Supplied entries:
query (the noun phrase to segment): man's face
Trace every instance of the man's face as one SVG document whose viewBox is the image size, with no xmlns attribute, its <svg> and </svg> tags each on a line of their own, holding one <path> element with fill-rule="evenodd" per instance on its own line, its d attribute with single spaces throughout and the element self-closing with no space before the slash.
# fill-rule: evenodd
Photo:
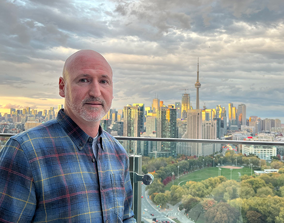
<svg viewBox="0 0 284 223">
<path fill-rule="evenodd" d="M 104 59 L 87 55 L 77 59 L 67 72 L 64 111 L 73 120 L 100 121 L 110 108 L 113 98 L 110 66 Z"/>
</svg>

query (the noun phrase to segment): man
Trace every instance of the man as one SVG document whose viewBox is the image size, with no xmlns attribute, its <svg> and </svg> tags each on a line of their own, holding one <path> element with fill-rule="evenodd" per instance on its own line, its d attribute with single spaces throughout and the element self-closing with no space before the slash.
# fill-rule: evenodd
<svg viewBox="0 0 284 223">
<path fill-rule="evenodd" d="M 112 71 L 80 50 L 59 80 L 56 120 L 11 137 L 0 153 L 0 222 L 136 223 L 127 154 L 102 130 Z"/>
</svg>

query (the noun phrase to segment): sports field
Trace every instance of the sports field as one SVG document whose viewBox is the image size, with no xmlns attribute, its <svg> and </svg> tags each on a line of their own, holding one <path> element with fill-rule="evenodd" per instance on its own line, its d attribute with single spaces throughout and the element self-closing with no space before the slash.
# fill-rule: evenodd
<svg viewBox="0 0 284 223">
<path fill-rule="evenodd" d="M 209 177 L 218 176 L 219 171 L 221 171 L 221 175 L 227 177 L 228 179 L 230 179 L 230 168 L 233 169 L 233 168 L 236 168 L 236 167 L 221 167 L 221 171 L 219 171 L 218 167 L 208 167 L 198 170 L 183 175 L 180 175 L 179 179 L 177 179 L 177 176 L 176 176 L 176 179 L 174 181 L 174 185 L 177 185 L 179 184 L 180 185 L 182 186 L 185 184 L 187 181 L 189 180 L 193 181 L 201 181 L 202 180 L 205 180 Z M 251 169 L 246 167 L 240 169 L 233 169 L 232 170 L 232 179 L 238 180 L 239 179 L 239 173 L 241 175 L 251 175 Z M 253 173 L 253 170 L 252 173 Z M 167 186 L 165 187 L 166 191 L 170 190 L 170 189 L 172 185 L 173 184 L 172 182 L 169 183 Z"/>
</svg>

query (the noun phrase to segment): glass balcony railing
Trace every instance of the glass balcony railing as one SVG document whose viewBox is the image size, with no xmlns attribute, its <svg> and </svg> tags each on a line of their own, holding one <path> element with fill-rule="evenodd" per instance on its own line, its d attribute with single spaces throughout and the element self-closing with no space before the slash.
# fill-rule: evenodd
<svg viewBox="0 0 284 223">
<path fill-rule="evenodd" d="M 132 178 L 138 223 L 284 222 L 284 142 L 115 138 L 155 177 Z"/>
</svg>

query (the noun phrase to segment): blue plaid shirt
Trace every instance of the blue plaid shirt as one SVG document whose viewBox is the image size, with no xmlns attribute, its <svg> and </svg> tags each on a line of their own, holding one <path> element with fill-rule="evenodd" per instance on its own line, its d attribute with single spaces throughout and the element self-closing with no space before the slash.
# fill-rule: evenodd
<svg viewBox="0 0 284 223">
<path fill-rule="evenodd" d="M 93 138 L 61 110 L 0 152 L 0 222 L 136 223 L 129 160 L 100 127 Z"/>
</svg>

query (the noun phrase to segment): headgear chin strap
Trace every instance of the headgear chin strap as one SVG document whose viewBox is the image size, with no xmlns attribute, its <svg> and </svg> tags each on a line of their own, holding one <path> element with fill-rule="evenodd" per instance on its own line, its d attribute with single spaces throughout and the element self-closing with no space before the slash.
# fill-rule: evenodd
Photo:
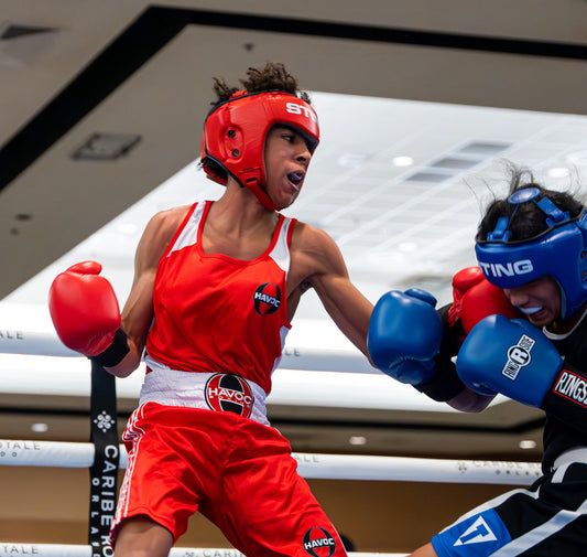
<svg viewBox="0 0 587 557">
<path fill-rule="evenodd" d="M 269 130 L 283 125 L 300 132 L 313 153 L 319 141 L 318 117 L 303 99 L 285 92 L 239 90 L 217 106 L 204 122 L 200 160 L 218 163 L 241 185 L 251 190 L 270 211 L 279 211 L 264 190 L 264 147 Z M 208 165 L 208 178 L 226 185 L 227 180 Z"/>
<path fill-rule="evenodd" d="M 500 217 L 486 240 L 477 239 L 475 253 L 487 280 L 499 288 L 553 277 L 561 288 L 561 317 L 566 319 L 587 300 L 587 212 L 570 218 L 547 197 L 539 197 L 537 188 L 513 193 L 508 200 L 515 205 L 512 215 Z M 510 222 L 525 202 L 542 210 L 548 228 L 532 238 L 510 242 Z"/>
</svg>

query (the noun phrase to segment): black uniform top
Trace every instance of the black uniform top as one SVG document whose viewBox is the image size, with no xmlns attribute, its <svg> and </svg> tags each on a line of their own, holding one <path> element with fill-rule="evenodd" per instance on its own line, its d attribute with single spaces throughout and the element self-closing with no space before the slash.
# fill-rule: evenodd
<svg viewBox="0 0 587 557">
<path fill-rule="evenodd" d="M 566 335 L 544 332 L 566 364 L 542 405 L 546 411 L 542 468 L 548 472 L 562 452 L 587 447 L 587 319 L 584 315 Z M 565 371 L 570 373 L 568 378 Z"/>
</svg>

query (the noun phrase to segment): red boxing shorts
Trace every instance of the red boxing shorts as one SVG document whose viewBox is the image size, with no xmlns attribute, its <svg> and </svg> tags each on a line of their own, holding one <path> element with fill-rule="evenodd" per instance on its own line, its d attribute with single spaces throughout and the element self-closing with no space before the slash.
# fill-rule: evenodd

Task brief: Rewrite every line of the rows above as a JSON list of strings, one string per line, skipping blank lines. Leave the pictures out.

Answer to this problem:
[
  "query (the noun phrase to segment): man's face",
  "Trace every instance of the man's face as one SVG document whose viewBox is the image size, with no xmlns attribute, its <svg> and </svg> tags each on a line of their own, holding one <path> element with fill-rule=\"evenodd\" per instance on its own line, its d attribute with single spaces throughout and the element self-closing with no space before the slash.",
  "# fill-rule: evenodd",
  "Photo:",
  "<svg viewBox=\"0 0 284 223\">",
  "<path fill-rule=\"evenodd\" d=\"M 104 59 L 87 55 L 77 59 L 67 72 L 64 111 L 73 120 L 100 121 L 110 108 L 113 98 L 110 66 Z\"/>",
  "</svg>",
  "query (the noun phrase to segment): man",
  "Trace every instance of the man as one SVG document whose viewBox is the image size, with no xmlns attribute, its <svg> and </svg> tags each on a line of their own, holding one <path> element with fill-rule=\"evenodd\" per instance on its own line, its d attribute with single spaces throughout and the element self-closing with no space before the slash.",
  "# fill-rule: evenodd",
  "<svg viewBox=\"0 0 284 223\">",
  "<path fill-rule=\"evenodd\" d=\"M 112 71 L 80 50 L 59 80 L 56 120 L 11 137 L 0 153 L 0 222 L 136 223 L 127 154 L 102 130 Z\"/>",
  "</svg>",
  "query (the noun phrase to segment): sports field",
  "Trace every instance of the sports field as one SVG document whose viewBox is the image size, with no xmlns attribute, its <svg> and </svg> tags each on a line of their own, holding one <path> element with fill-rule=\"evenodd\" per instance on its own line, its d attribute with single spaces throughout and the element self-closing with no space before the slash.",
  "# fill-rule: evenodd",
  "<svg viewBox=\"0 0 284 223\">",
  "<path fill-rule=\"evenodd\" d=\"M 209 177 L 218 176 L 219 171 L 221 171 L 221 175 L 227 177 L 228 179 L 230 179 L 230 168 L 233 169 L 233 168 L 236 168 L 236 167 L 221 167 L 221 171 L 219 171 L 218 167 L 208 167 L 198 170 L 183 175 L 180 175 L 179 179 L 177 179 L 177 176 L 176 176 L 176 179 L 174 181 L 174 185 L 177 185 L 179 184 L 180 185 L 182 186 L 185 184 L 187 181 L 189 180 L 193 181 L 201 181 L 202 180 L 205 180 Z M 251 169 L 246 167 L 240 169 L 233 169 L 232 170 L 232 179 L 238 180 L 239 179 L 239 173 L 241 175 L 251 175 Z M 253 173 L 253 170 L 252 173 Z M 167 186 L 165 187 L 166 191 L 170 190 L 170 189 L 172 185 L 173 184 L 172 182 L 169 183 Z\"/>",
  "</svg>",
  "query (the noun phrase to segment): glass balcony railing",
  "Trace every instance of the glass balcony railing as one SVG document whose viewBox is the image size, with no xmlns attribute, its <svg> and </svg> tags each on a line of their own, holding one <path> element with fill-rule=\"evenodd\" per instance on its own line, its d attribute with single spaces throughout and the element self-closing with no space before the slash.",
  "# fill-rule: evenodd",
  "<svg viewBox=\"0 0 284 223\">",
  "<path fill-rule=\"evenodd\" d=\"M 132 178 L 138 223 L 284 222 L 284 142 L 115 138 L 155 177 Z\"/>",
  "</svg>",
  "query (the noun phrase to segment): blue plaid shirt",
  "Trace every instance of the blue plaid shirt as one SVG document whose viewBox is the image size, with no xmlns attribute, its <svg> and </svg> tags each on a line of their own, holding one <path> element with fill-rule=\"evenodd\" per instance on its own line, its d attribute with single spaces throughout and the element self-closing with no space before the slash.",
  "# fill-rule: evenodd",
  "<svg viewBox=\"0 0 284 223\">",
  "<path fill-rule=\"evenodd\" d=\"M 93 138 L 61 110 L 0 152 L 0 222 L 136 223 L 129 160 L 100 127 Z\"/>",
  "</svg>",
  "query (the noun phrase to segment): headgear chin strap",
  "Trace every instance of the headgear chin strap as one SVG document whose viewBox is the image size, with no xmlns attribute, its <svg> and </svg> tags each on a line of their own, holding one <path> element with fill-rule=\"evenodd\" per instance on its own line, its d attribute with single spaces throughout and the element self-closing with no space before the slash.",
  "# fill-rule: evenodd",
  "Photo:",
  "<svg viewBox=\"0 0 587 557\">",
  "<path fill-rule=\"evenodd\" d=\"M 269 130 L 283 125 L 300 132 L 313 153 L 319 141 L 318 117 L 303 99 L 285 92 L 239 90 L 217 106 L 204 122 L 200 160 L 218 163 L 241 185 L 251 190 L 270 211 L 279 211 L 264 190 L 264 147 Z M 208 165 L 208 178 L 226 185 L 227 180 Z\"/>",
  "<path fill-rule=\"evenodd\" d=\"M 500 217 L 486 240 L 477 239 L 475 253 L 487 280 L 499 288 L 553 277 L 561 288 L 561 317 L 566 319 L 587 300 L 587 212 L 570 218 L 547 197 L 539 197 L 537 188 L 513 193 L 508 200 L 515 205 L 512 215 Z M 510 222 L 525 202 L 542 210 L 548 228 L 532 238 L 510 242 Z\"/>",
  "</svg>",
  "query (the noun phrase to segment): black uniform top",
  "Trace every instance of the black uniform top as one SVG document whose viewBox is the image size, with no xmlns attribute, its <svg> and </svg> tags each on a line of their own, holding one <path> element with fill-rule=\"evenodd\" per instance on its own line, its d attribute with single spaces throughout and the element self-closing with no space before the slash.",
  "# fill-rule: evenodd",
  "<svg viewBox=\"0 0 587 557\">",
  "<path fill-rule=\"evenodd\" d=\"M 566 335 L 544 332 L 566 364 L 542 405 L 546 411 L 542 468 L 548 472 L 562 452 L 587 447 L 587 319 L 584 315 Z M 565 371 L 570 373 L 568 378 Z\"/>",
  "</svg>",
  "query (the noun phrase to segment): red boxing shorts",
  "Trace every instance of the red boxing shorts as one SVG document whose viewBox is the image size, with no xmlns attribute, its <svg> and </svg> tags each on a line of their own, holding one <path> element with fill-rule=\"evenodd\" per instance on its own line, its d attribute with single spaces throughout and the element self-closing with no space before the slash.",
  "# fill-rule: evenodd"
]